>> begin Information provided

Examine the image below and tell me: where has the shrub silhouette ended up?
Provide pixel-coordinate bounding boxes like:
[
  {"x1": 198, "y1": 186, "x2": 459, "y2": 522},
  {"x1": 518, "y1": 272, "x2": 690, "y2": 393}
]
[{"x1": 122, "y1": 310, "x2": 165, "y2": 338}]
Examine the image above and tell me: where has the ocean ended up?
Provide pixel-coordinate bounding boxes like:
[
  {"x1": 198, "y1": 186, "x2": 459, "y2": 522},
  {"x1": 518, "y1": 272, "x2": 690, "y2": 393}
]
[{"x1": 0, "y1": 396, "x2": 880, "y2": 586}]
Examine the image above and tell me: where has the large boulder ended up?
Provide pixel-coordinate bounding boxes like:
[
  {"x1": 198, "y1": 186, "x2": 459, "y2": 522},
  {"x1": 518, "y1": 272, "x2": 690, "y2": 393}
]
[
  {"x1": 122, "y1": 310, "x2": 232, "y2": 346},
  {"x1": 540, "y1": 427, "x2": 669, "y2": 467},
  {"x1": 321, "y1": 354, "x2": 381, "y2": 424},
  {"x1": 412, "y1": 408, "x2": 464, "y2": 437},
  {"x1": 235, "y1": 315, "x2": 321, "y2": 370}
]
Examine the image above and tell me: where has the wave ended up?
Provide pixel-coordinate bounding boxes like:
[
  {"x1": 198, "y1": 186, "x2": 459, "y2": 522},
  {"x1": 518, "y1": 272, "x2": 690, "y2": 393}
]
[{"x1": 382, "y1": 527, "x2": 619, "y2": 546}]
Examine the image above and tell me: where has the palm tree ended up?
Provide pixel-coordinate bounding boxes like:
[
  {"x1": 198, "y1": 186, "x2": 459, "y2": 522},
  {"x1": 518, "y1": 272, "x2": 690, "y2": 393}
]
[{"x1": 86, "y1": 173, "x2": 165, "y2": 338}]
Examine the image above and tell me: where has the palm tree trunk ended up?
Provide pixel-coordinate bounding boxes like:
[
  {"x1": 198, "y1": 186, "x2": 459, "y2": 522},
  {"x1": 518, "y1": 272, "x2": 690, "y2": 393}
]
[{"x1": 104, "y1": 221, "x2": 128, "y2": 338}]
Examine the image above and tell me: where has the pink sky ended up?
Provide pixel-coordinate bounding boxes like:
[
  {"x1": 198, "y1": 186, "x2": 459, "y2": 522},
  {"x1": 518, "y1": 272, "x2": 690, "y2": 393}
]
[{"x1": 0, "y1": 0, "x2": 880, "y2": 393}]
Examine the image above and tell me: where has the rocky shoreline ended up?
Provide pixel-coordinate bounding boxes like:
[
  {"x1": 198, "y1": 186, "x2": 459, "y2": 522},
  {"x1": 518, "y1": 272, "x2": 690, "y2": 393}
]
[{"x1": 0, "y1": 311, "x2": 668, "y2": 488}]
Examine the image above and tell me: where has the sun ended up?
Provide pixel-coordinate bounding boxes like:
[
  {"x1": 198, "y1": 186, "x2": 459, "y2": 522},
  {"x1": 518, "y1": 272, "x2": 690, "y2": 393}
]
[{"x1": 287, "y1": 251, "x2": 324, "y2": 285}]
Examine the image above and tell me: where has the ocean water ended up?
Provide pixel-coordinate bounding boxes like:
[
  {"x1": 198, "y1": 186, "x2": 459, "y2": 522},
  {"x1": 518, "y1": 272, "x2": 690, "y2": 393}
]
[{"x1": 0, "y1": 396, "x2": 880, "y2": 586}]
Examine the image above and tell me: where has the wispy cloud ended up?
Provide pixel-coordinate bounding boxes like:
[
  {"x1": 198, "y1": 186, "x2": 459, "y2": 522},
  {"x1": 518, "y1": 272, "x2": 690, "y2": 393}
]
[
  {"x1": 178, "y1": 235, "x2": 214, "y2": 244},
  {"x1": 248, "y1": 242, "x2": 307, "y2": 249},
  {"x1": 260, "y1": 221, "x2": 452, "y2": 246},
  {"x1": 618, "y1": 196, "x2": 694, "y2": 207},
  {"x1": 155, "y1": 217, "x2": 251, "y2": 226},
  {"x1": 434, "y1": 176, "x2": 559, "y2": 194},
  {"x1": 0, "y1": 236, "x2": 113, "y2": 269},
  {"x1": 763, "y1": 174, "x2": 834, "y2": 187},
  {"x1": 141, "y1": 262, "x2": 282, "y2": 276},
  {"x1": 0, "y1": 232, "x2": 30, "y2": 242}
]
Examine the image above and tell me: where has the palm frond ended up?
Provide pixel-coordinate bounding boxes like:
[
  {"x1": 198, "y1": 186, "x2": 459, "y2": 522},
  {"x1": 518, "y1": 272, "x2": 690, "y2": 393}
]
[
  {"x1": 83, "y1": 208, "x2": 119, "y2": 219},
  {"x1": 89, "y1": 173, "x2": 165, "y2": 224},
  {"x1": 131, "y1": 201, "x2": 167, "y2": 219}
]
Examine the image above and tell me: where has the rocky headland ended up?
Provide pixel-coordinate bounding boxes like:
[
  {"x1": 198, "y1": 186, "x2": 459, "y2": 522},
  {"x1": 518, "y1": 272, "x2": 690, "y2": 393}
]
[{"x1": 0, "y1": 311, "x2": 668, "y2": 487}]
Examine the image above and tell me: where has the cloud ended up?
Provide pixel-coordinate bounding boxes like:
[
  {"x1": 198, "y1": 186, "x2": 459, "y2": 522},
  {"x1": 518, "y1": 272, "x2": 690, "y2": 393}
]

>> end Information provided

== Task statement ==
Write out again every line from the one containing "headland ended up?" through the end of the material, shifting each coordinate in the answers by subtracting 4 from it and leaving everything else unchanged.

== Result below ==
Examine the image above and tell me: where has the rocky headland ended up?
Provide pixel-coordinate bounding boxes like:
[
  {"x1": 198, "y1": 186, "x2": 459, "y2": 522},
  {"x1": 518, "y1": 272, "x2": 690, "y2": 393}
]
[{"x1": -4, "y1": 307, "x2": 664, "y2": 483}]
Examine the image above and tell me: where has the cloud ended up?
Provide pixel-coordinate bounding boxes like:
[
  {"x1": 198, "y1": 186, "x2": 459, "y2": 522},
  {"x1": 518, "y1": 272, "x2": 690, "y2": 393}
]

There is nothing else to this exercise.